[Image point grounding data]

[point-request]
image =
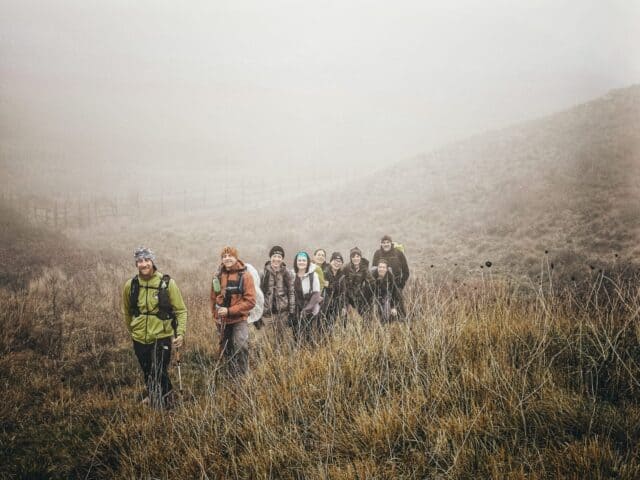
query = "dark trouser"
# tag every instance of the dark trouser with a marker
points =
(154, 360)
(234, 345)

● What the task asks
Lines holding the word "trouser" should be copied from the entries above.

● The completed task
query = "dark trouser"
# tag every instance of the dark trouser with a marker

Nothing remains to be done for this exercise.